> [Supplied records]:

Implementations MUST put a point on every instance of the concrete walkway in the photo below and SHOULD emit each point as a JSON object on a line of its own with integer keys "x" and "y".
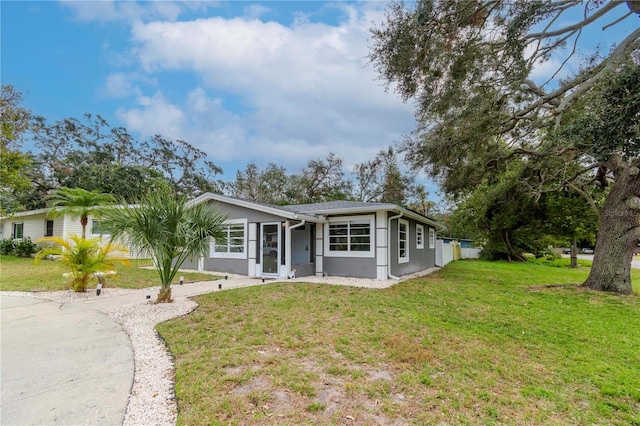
{"x": 62, "y": 365}
{"x": 69, "y": 363}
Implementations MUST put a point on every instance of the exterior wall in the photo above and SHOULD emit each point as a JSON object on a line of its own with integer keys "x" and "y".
{"x": 419, "y": 259}
{"x": 356, "y": 267}
{"x": 244, "y": 266}
{"x": 232, "y": 266}
{"x": 305, "y": 270}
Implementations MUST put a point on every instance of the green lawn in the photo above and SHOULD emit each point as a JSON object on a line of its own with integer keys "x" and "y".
{"x": 20, "y": 274}
{"x": 476, "y": 343}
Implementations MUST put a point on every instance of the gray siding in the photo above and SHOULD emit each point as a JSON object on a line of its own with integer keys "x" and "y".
{"x": 419, "y": 259}
{"x": 357, "y": 267}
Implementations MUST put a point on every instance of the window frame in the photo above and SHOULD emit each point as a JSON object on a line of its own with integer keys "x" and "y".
{"x": 14, "y": 227}
{"x": 405, "y": 258}
{"x": 419, "y": 236}
{"x": 213, "y": 254}
{"x": 350, "y": 253}
{"x": 46, "y": 227}
{"x": 102, "y": 231}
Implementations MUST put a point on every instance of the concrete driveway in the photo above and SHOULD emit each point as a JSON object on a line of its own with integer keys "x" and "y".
{"x": 62, "y": 364}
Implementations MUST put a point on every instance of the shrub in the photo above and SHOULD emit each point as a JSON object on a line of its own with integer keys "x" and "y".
{"x": 25, "y": 247}
{"x": 83, "y": 257}
{"x": 7, "y": 246}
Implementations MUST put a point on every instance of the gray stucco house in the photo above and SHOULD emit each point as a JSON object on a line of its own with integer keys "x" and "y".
{"x": 338, "y": 238}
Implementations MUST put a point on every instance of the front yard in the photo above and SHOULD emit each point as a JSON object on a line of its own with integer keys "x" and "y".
{"x": 476, "y": 343}
{"x": 20, "y": 274}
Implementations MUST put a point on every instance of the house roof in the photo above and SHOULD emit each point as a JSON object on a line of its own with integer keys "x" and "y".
{"x": 316, "y": 212}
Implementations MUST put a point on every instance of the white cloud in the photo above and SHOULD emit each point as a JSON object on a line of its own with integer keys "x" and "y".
{"x": 119, "y": 85}
{"x": 155, "y": 115}
{"x": 255, "y": 11}
{"x": 268, "y": 92}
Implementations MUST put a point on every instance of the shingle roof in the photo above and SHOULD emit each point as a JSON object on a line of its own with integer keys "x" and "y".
{"x": 332, "y": 205}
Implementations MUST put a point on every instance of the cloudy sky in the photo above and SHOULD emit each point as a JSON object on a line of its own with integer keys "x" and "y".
{"x": 281, "y": 82}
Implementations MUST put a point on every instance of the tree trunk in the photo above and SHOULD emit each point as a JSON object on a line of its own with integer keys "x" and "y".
{"x": 164, "y": 296}
{"x": 618, "y": 235}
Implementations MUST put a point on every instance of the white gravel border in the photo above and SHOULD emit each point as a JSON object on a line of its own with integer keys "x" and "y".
{"x": 152, "y": 400}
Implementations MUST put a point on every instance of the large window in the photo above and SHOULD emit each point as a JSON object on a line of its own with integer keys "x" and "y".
{"x": 403, "y": 241}
{"x": 96, "y": 228}
{"x": 235, "y": 242}
{"x": 350, "y": 236}
{"x": 419, "y": 236}
{"x": 48, "y": 228}
{"x": 18, "y": 230}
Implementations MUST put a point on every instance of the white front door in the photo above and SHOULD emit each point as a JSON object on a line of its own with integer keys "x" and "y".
{"x": 270, "y": 254}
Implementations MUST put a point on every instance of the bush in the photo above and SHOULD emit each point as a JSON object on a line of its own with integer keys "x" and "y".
{"x": 7, "y": 246}
{"x": 25, "y": 247}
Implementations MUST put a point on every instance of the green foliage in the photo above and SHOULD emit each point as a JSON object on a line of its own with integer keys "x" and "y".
{"x": 484, "y": 121}
{"x": 24, "y": 247}
{"x": 83, "y": 257}
{"x": 18, "y": 274}
{"x": 78, "y": 203}
{"x": 7, "y": 246}
{"x": 164, "y": 225}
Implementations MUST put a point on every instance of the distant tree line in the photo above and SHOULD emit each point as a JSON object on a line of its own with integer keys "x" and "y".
{"x": 90, "y": 154}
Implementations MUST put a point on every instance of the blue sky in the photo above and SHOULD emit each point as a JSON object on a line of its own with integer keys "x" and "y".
{"x": 282, "y": 82}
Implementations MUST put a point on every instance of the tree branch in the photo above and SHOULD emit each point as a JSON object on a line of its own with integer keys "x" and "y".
{"x": 572, "y": 28}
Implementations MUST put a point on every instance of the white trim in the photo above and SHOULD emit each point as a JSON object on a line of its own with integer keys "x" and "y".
{"x": 253, "y": 206}
{"x": 405, "y": 258}
{"x": 278, "y": 251}
{"x": 372, "y": 232}
{"x": 420, "y": 233}
{"x": 228, "y": 255}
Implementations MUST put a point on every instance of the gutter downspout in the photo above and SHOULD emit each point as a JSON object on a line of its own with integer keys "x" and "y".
{"x": 288, "y": 248}
{"x": 389, "y": 245}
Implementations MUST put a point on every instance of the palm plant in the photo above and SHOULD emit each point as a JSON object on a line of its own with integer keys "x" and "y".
{"x": 78, "y": 203}
{"x": 84, "y": 257}
{"x": 164, "y": 225}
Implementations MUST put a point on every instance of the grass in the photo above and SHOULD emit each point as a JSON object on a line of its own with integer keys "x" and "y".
{"x": 20, "y": 274}
{"x": 475, "y": 343}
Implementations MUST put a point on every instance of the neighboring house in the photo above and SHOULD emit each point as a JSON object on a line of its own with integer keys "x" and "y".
{"x": 36, "y": 224}
{"x": 338, "y": 238}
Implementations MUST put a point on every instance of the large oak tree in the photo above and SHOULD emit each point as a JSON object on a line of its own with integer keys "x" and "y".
{"x": 469, "y": 67}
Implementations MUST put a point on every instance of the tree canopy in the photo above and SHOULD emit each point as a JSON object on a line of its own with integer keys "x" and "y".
{"x": 470, "y": 65}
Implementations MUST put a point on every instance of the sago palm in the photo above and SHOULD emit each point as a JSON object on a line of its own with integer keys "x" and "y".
{"x": 78, "y": 203}
{"x": 84, "y": 257}
{"x": 163, "y": 225}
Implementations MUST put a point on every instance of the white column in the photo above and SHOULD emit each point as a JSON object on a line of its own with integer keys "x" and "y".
{"x": 253, "y": 236}
{"x": 319, "y": 249}
{"x": 382, "y": 246}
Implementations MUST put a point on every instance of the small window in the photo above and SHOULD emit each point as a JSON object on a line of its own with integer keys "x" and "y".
{"x": 419, "y": 236}
{"x": 403, "y": 241}
{"x": 48, "y": 228}
{"x": 18, "y": 230}
{"x": 96, "y": 228}
{"x": 235, "y": 242}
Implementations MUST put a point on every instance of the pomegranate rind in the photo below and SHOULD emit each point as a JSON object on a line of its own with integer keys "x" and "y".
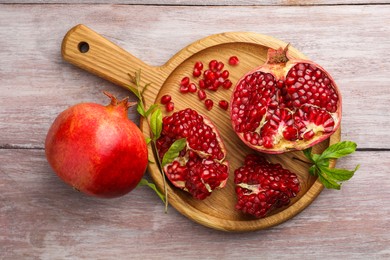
{"x": 262, "y": 186}
{"x": 195, "y": 170}
{"x": 96, "y": 149}
{"x": 279, "y": 71}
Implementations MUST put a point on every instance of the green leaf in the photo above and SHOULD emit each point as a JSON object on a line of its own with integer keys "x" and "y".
{"x": 156, "y": 123}
{"x": 328, "y": 183}
{"x": 134, "y": 90}
{"x": 338, "y": 174}
{"x": 145, "y": 182}
{"x": 151, "y": 109}
{"x": 173, "y": 151}
{"x": 307, "y": 153}
{"x": 338, "y": 150}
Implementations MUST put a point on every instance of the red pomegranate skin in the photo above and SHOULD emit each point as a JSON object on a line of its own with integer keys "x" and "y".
{"x": 96, "y": 149}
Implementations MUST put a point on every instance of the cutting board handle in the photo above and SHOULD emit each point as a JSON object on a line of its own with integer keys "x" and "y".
{"x": 90, "y": 51}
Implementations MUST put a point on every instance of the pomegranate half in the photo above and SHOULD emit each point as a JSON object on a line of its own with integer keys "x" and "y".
{"x": 96, "y": 149}
{"x": 200, "y": 167}
{"x": 284, "y": 105}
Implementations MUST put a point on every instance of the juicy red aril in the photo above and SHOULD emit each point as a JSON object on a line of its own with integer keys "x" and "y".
{"x": 192, "y": 88}
{"x": 209, "y": 104}
{"x": 227, "y": 84}
{"x": 220, "y": 66}
{"x": 198, "y": 65}
{"x": 185, "y": 82}
{"x": 165, "y": 99}
{"x": 262, "y": 187}
{"x": 196, "y": 73}
{"x": 225, "y": 74}
{"x": 200, "y": 167}
{"x": 169, "y": 106}
{"x": 201, "y": 94}
{"x": 213, "y": 65}
{"x": 233, "y": 60}
{"x": 223, "y": 104}
{"x": 184, "y": 89}
{"x": 285, "y": 105}
{"x": 202, "y": 84}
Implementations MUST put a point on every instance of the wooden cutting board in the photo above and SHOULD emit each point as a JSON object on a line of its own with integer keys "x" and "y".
{"x": 92, "y": 52}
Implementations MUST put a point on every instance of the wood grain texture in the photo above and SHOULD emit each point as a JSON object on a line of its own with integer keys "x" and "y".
{"x": 30, "y": 60}
{"x": 42, "y": 218}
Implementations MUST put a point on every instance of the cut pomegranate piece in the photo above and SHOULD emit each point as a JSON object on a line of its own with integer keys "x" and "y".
{"x": 200, "y": 168}
{"x": 169, "y": 106}
{"x": 209, "y": 104}
{"x": 262, "y": 186}
{"x": 285, "y": 104}
{"x": 223, "y": 104}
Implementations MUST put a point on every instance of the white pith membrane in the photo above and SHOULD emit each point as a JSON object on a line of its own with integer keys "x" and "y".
{"x": 274, "y": 113}
{"x": 196, "y": 170}
{"x": 262, "y": 186}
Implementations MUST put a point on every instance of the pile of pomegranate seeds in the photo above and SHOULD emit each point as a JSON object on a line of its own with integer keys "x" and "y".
{"x": 166, "y": 100}
{"x": 210, "y": 79}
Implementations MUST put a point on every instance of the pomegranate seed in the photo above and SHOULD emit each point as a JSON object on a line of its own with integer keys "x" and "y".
{"x": 233, "y": 60}
{"x": 169, "y": 106}
{"x": 223, "y": 104}
{"x": 209, "y": 104}
{"x": 185, "y": 82}
{"x": 192, "y": 88}
{"x": 209, "y": 75}
{"x": 204, "y": 154}
{"x": 225, "y": 74}
{"x": 220, "y": 66}
{"x": 165, "y": 99}
{"x": 202, "y": 84}
{"x": 184, "y": 89}
{"x": 213, "y": 65}
{"x": 198, "y": 65}
{"x": 227, "y": 84}
{"x": 201, "y": 94}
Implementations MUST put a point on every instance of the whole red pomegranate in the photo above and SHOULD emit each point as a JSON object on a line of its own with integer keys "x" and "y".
{"x": 286, "y": 104}
{"x": 262, "y": 186}
{"x": 96, "y": 149}
{"x": 200, "y": 167}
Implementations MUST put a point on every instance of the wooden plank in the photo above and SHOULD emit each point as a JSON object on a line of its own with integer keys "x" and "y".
{"x": 206, "y": 2}
{"x": 41, "y": 217}
{"x": 36, "y": 84}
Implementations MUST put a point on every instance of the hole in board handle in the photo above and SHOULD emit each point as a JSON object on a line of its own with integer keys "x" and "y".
{"x": 83, "y": 47}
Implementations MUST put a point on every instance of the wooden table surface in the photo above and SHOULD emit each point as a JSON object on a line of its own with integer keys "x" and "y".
{"x": 42, "y": 218}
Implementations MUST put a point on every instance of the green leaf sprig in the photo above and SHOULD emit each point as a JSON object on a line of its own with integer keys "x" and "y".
{"x": 331, "y": 178}
{"x": 153, "y": 117}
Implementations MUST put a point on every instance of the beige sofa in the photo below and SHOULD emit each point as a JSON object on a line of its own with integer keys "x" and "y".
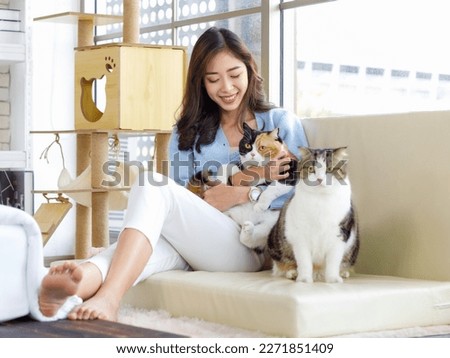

> [Aim of the task]: Quote verbatim every line starting at the line that contains "the wooden plank" and ending with the last line of the records; omit all pictures.

> [Response]:
Implementations MUST put a point on every instance of the wooden plank in the photo above and SHOULD emit each point as a JSON object on a line of its own with integer keys "x" and "y".
{"x": 206, "y": 2}
{"x": 41, "y": 217}
{"x": 36, "y": 84}
Implementations MUST put a point on every instance of the hole in board handle in the photo above and SHOULD emit each point as a JSON object on a line of its own with integer keys "x" and "y".
{"x": 83, "y": 47}
Implementations MUST put a point on every instance of the wooden table surface in the photo above and SHOULD emit each point as a JSON object on a line of its own with integer keys "x" and "y".
{"x": 42, "y": 218}
Implementations MUST put a point on every instance of the green leaf sprig in the photo above and SHOULD emit each point as a JSON object on a line of its own with integer keys "x" and "y".
{"x": 331, "y": 178}
{"x": 153, "y": 117}
Implementations MUST put a point on every instance of the beige sofa in the photo below and SHOULD emit each point as a JSON object on a line of its own with integer keys "x" and "y".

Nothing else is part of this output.